Data for the task:
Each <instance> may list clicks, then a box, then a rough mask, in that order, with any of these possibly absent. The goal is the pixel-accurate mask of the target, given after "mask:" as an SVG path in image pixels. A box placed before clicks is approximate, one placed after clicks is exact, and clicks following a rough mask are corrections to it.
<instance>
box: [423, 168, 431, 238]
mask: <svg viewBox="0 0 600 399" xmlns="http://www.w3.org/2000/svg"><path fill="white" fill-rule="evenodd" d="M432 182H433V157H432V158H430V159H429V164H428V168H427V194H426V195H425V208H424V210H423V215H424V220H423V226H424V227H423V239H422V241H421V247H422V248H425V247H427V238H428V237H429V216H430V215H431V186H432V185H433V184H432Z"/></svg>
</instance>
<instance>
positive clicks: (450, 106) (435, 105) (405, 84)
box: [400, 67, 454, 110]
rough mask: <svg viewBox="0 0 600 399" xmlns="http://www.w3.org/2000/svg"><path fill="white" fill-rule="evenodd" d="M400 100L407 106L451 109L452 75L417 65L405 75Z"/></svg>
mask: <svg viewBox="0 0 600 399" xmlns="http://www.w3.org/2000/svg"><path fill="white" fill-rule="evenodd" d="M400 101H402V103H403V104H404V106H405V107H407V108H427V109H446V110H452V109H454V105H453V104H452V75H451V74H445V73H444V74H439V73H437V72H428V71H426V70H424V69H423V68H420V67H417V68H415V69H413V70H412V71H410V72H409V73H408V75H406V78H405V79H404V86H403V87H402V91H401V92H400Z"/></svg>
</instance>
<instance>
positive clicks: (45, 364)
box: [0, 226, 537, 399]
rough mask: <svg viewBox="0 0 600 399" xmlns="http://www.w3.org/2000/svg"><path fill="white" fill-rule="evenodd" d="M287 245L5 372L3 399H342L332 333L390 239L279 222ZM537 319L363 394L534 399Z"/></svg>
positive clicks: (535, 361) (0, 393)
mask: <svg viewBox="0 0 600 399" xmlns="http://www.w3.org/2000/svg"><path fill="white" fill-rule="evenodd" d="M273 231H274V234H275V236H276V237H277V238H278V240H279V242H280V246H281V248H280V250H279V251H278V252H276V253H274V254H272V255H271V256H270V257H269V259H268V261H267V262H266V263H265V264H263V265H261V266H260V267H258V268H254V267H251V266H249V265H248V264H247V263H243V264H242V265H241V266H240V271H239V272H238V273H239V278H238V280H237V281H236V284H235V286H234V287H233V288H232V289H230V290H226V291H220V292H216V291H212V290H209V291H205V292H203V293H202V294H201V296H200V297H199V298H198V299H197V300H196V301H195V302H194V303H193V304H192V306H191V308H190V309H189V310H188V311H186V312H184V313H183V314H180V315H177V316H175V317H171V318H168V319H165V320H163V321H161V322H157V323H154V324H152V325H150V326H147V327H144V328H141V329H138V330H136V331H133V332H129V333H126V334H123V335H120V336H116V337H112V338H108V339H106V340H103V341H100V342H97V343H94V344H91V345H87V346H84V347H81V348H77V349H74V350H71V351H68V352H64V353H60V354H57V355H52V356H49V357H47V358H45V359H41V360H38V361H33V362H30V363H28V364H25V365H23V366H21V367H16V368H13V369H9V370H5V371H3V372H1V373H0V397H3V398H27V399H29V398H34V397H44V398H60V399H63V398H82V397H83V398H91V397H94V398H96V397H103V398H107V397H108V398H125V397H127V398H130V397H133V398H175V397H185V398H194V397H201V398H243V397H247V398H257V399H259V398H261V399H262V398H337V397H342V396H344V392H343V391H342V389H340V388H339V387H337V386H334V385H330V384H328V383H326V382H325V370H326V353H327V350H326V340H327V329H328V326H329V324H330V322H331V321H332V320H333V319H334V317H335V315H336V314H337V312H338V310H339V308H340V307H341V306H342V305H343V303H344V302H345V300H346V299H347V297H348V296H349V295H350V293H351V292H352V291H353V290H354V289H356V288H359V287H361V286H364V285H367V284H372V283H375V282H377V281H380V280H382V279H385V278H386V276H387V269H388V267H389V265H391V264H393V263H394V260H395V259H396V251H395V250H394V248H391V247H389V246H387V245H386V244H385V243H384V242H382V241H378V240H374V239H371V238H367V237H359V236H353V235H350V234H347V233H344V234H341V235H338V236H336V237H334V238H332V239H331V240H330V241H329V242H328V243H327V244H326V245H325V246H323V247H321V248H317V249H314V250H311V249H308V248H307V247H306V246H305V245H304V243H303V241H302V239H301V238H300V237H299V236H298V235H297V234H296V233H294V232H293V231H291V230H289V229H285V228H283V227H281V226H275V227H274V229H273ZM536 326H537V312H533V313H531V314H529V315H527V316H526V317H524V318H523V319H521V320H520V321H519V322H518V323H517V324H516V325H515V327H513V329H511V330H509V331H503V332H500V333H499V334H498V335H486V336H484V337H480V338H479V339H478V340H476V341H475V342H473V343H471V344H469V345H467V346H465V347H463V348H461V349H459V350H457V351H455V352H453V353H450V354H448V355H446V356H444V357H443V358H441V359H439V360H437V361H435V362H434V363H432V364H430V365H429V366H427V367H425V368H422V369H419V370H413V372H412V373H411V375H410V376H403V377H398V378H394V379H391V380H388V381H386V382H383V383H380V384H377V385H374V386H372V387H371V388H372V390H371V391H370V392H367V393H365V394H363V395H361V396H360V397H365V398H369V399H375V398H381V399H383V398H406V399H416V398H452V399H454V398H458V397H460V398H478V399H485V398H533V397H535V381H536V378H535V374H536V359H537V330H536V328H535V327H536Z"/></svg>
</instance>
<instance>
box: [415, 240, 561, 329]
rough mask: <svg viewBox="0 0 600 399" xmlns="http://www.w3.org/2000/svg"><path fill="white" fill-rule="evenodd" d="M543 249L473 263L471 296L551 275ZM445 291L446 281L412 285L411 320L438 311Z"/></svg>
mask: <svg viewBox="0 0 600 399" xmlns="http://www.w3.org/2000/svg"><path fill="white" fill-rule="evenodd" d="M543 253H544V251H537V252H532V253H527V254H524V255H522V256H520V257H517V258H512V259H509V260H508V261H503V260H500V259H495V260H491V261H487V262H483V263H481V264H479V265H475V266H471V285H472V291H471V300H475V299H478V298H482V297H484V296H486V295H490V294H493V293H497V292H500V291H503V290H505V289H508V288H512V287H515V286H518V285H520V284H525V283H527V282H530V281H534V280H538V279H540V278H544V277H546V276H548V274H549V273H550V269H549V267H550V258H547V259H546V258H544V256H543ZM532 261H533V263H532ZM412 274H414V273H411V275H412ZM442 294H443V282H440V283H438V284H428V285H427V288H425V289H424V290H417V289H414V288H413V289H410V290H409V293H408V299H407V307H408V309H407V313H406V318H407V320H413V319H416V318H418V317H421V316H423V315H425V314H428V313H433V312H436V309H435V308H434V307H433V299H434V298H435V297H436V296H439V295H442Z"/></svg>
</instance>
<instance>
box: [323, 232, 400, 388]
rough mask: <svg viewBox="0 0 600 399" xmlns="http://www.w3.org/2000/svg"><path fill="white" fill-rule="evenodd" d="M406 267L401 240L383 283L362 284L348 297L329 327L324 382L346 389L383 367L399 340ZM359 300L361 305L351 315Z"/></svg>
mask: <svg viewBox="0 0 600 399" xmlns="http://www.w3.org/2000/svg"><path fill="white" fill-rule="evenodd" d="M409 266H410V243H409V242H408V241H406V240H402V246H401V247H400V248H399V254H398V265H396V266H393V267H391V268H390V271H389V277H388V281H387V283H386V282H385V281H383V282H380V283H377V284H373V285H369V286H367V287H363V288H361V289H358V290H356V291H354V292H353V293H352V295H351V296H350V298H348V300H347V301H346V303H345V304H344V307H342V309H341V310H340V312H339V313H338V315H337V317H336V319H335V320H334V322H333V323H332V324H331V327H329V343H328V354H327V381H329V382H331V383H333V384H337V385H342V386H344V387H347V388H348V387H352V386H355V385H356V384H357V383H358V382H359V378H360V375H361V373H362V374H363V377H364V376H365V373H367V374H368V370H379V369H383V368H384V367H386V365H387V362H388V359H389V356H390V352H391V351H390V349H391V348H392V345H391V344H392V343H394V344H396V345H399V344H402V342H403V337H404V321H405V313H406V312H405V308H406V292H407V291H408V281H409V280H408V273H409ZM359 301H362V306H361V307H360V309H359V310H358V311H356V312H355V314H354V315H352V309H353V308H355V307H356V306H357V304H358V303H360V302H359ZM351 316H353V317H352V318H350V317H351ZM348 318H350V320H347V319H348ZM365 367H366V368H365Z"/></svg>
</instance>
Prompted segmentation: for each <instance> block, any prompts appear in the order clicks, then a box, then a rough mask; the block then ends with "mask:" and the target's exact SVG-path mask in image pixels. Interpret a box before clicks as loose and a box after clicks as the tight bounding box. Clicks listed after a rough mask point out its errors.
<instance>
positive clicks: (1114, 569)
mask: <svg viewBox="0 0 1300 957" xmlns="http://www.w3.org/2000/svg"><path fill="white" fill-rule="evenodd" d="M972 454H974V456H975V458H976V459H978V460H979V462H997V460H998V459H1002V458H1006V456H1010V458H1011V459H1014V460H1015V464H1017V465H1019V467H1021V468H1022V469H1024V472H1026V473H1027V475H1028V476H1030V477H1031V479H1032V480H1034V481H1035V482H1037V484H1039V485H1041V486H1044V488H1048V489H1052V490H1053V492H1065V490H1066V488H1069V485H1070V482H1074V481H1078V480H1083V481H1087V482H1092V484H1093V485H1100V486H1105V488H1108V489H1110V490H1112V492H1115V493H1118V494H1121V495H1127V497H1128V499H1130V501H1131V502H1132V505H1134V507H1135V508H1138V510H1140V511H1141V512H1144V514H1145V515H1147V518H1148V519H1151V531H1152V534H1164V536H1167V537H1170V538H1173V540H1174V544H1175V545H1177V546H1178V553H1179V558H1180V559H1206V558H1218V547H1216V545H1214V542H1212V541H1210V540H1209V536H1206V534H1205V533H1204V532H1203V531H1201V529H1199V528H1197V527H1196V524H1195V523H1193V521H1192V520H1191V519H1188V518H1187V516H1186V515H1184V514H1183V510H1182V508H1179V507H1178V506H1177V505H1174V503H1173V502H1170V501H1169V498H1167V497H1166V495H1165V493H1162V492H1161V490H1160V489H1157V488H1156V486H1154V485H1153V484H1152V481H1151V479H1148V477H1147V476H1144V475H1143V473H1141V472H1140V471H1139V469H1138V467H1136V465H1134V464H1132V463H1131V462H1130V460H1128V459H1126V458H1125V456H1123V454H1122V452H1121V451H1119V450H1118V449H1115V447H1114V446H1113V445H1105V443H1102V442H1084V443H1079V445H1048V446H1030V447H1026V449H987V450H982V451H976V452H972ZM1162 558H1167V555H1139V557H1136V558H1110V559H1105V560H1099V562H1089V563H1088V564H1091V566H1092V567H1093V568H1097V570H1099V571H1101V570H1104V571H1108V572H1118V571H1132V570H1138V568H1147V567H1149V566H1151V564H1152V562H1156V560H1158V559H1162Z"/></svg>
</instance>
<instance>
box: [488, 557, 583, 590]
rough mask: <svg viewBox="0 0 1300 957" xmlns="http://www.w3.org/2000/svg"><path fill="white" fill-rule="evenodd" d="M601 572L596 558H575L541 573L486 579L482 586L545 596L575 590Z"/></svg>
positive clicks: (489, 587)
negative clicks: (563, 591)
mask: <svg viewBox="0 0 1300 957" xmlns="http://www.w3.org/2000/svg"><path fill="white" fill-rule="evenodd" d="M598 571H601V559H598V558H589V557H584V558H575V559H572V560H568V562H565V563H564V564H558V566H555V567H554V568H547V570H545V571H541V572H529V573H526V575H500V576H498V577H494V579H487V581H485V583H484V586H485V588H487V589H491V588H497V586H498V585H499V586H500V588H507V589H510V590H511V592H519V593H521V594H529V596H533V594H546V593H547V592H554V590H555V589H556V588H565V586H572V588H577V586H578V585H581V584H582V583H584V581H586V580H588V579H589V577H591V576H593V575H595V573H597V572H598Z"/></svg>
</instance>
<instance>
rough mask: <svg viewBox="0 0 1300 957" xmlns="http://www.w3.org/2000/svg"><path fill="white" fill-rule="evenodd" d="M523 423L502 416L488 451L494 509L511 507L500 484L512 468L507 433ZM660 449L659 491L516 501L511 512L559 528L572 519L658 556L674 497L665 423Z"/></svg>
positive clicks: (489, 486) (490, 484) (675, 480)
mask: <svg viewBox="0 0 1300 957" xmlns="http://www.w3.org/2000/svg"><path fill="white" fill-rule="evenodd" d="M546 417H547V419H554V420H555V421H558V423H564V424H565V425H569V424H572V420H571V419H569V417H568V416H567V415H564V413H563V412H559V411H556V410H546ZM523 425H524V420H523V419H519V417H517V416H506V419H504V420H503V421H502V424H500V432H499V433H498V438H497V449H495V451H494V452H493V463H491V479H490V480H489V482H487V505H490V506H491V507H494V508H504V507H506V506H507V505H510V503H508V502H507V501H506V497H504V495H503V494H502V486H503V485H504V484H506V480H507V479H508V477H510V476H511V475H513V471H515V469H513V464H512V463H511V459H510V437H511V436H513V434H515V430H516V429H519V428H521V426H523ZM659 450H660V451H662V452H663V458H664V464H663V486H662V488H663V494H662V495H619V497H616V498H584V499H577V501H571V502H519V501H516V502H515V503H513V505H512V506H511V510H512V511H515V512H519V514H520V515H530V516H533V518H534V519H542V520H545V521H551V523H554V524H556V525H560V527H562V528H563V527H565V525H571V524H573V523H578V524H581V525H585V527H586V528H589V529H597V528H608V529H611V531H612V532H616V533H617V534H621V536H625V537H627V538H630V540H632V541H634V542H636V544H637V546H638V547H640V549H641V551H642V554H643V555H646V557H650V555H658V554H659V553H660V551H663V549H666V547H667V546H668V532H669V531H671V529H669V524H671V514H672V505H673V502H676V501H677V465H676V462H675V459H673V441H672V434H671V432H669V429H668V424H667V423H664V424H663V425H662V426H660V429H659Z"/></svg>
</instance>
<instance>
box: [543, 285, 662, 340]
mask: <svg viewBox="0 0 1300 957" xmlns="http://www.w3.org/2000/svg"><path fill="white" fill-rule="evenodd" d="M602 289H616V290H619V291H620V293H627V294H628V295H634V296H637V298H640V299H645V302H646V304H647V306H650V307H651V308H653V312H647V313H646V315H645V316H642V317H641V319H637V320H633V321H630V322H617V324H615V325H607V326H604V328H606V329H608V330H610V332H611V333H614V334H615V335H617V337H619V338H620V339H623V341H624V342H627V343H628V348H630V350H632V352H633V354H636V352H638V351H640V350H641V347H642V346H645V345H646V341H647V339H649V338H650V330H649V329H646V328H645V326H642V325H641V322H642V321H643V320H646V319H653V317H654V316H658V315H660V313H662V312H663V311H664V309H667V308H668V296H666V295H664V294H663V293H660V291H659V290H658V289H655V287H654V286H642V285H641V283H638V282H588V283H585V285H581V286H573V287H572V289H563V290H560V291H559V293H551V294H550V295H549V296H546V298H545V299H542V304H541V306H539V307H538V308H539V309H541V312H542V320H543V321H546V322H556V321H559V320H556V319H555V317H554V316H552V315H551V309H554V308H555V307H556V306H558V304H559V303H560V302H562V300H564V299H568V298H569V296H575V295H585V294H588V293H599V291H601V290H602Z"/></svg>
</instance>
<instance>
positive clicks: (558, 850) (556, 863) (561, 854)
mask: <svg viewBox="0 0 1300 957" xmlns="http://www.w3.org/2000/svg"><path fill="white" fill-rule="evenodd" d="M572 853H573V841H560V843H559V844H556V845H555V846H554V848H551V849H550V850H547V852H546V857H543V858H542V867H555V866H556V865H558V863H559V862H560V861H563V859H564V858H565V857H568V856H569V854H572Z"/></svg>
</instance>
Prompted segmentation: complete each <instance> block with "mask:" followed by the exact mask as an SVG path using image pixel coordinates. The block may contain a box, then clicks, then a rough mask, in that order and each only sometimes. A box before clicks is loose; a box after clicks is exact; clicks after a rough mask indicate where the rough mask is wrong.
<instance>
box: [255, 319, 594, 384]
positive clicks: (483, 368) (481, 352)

Problem details: Swap "positive clicks" for "foreground clicks" in the data from its first line through the line containing "box: [400, 67, 454, 110]", inclusive. Return only those lines, with everything else unchanged.

Result:
Each <instance> may list clicks, then a box, then a rough mask, in that order, with any of these possibly absent. The goal is the pixel-accurate mask of the target, given after "mask:" as an SVG path in image pixels. A box placed before clicks is approximate, one placed after clicks is exact, and clicks following a rough mask are corrections to it.
<instance>
box: [423, 168, 431, 238]
mask: <svg viewBox="0 0 600 399" xmlns="http://www.w3.org/2000/svg"><path fill="white" fill-rule="evenodd" d="M432 182H433V157H432V158H430V159H429V164H428V168H427V194H426V195H425V208H424V210H423V215H424V220H423V226H424V227H423V239H422V241H421V247H422V248H425V247H427V238H428V237H429V216H430V215H431V186H432V185H433V184H432Z"/></svg>
</instance>
<instance>
foreground clicks: (450, 106) (435, 105) (405, 84)
box: [400, 67, 454, 110]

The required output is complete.